-- Dataset extract --
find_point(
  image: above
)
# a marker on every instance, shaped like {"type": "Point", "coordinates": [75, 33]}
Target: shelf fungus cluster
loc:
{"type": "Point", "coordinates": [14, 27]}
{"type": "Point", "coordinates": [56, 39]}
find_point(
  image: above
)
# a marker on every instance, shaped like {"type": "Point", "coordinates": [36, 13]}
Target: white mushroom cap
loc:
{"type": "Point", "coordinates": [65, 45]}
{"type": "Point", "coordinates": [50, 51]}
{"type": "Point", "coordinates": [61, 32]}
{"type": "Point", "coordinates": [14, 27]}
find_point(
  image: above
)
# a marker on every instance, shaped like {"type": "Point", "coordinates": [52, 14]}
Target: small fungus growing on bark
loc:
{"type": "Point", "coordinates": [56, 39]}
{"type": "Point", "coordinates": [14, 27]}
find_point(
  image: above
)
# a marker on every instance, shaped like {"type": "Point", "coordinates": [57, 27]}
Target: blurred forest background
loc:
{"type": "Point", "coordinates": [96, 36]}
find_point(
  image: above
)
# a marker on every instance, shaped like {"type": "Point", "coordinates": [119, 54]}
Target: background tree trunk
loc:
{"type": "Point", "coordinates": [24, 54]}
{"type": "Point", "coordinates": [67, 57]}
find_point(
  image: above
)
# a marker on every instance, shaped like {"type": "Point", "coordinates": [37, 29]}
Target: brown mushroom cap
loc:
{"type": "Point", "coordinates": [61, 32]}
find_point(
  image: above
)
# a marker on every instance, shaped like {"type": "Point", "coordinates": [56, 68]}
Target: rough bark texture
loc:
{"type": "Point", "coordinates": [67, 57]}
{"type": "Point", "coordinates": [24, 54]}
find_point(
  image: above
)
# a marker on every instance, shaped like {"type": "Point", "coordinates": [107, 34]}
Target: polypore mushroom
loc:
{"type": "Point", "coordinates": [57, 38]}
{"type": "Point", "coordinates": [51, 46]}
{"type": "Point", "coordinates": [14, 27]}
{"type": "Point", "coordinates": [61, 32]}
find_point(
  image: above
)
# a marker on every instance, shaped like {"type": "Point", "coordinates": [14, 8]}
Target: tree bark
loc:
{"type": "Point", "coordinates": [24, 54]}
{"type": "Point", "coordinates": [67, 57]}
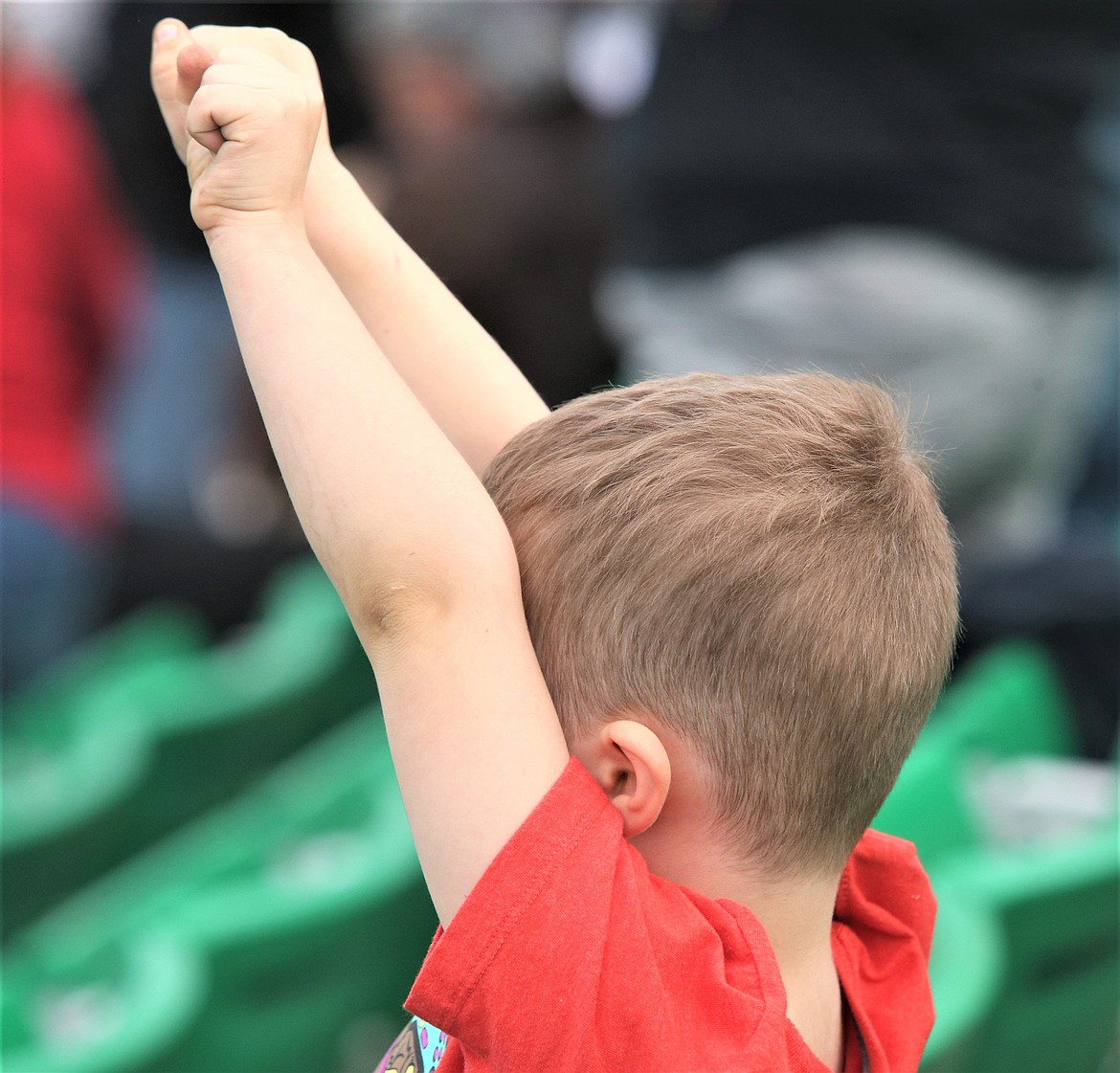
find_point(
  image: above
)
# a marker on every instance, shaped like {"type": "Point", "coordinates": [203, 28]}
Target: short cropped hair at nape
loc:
{"type": "Point", "coordinates": [758, 562]}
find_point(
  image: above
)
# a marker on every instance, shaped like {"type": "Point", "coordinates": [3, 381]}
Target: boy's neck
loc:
{"type": "Point", "coordinates": [796, 914]}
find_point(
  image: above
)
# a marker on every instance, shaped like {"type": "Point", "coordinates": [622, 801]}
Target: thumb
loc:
{"type": "Point", "coordinates": [177, 66]}
{"type": "Point", "coordinates": [190, 64]}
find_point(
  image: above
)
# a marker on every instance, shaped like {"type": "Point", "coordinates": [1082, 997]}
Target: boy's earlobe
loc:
{"type": "Point", "coordinates": [630, 762]}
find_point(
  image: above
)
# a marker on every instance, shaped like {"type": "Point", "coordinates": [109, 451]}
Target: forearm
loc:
{"type": "Point", "coordinates": [388, 504]}
{"type": "Point", "coordinates": [461, 376]}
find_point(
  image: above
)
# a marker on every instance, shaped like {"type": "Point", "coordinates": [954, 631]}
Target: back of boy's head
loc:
{"type": "Point", "coordinates": [758, 562]}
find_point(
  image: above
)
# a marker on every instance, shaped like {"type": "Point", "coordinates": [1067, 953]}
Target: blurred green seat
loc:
{"type": "Point", "coordinates": [1007, 703]}
{"type": "Point", "coordinates": [180, 735]}
{"type": "Point", "coordinates": [61, 770]}
{"type": "Point", "coordinates": [304, 897]}
{"type": "Point", "coordinates": [1059, 913]}
{"type": "Point", "coordinates": [151, 633]}
{"type": "Point", "coordinates": [967, 968]}
{"type": "Point", "coordinates": [119, 1008]}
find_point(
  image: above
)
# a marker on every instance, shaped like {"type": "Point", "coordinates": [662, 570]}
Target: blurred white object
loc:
{"type": "Point", "coordinates": [611, 56]}
{"type": "Point", "coordinates": [61, 34]}
{"type": "Point", "coordinates": [1035, 800]}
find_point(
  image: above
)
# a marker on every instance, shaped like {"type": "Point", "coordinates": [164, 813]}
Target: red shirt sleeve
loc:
{"type": "Point", "coordinates": [569, 954]}
{"type": "Point", "coordinates": [881, 942]}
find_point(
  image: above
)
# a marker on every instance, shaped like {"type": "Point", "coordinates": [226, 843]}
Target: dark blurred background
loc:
{"type": "Point", "coordinates": [920, 192]}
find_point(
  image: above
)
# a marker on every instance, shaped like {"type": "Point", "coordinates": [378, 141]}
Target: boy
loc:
{"type": "Point", "coordinates": [645, 838]}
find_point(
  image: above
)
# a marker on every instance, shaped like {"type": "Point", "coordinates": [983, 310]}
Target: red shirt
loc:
{"type": "Point", "coordinates": [571, 954]}
{"type": "Point", "coordinates": [70, 271]}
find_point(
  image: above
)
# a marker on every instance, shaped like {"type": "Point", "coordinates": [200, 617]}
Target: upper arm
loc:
{"type": "Point", "coordinates": [475, 738]}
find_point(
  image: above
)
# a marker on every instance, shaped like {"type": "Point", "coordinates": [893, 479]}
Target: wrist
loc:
{"type": "Point", "coordinates": [261, 235]}
{"type": "Point", "coordinates": [330, 189]}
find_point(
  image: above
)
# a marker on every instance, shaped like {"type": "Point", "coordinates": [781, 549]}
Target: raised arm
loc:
{"type": "Point", "coordinates": [461, 376]}
{"type": "Point", "coordinates": [404, 528]}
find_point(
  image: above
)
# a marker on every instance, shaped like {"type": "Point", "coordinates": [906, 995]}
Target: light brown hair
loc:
{"type": "Point", "coordinates": [761, 564]}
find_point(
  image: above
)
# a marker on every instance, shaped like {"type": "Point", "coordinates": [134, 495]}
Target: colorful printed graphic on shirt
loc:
{"type": "Point", "coordinates": [416, 1050]}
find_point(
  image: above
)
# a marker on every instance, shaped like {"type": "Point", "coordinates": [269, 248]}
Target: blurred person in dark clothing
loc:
{"type": "Point", "coordinates": [902, 191]}
{"type": "Point", "coordinates": [491, 177]}
{"type": "Point", "coordinates": [204, 508]}
{"type": "Point", "coordinates": [70, 274]}
{"type": "Point", "coordinates": [889, 190]}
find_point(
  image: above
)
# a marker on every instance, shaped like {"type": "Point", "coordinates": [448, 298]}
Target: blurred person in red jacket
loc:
{"type": "Point", "coordinates": [70, 268]}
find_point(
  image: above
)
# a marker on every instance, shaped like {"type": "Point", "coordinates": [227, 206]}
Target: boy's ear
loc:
{"type": "Point", "coordinates": [630, 762]}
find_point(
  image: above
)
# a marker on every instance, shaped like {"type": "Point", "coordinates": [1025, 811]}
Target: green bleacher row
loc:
{"type": "Point", "coordinates": [208, 868]}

-- Problem statement --
Pick out every line in the entries above that contains the word "green". Upper and lower case must match.

-- Output for this exercise --
Target: blurred green seat
Target: green bleacher row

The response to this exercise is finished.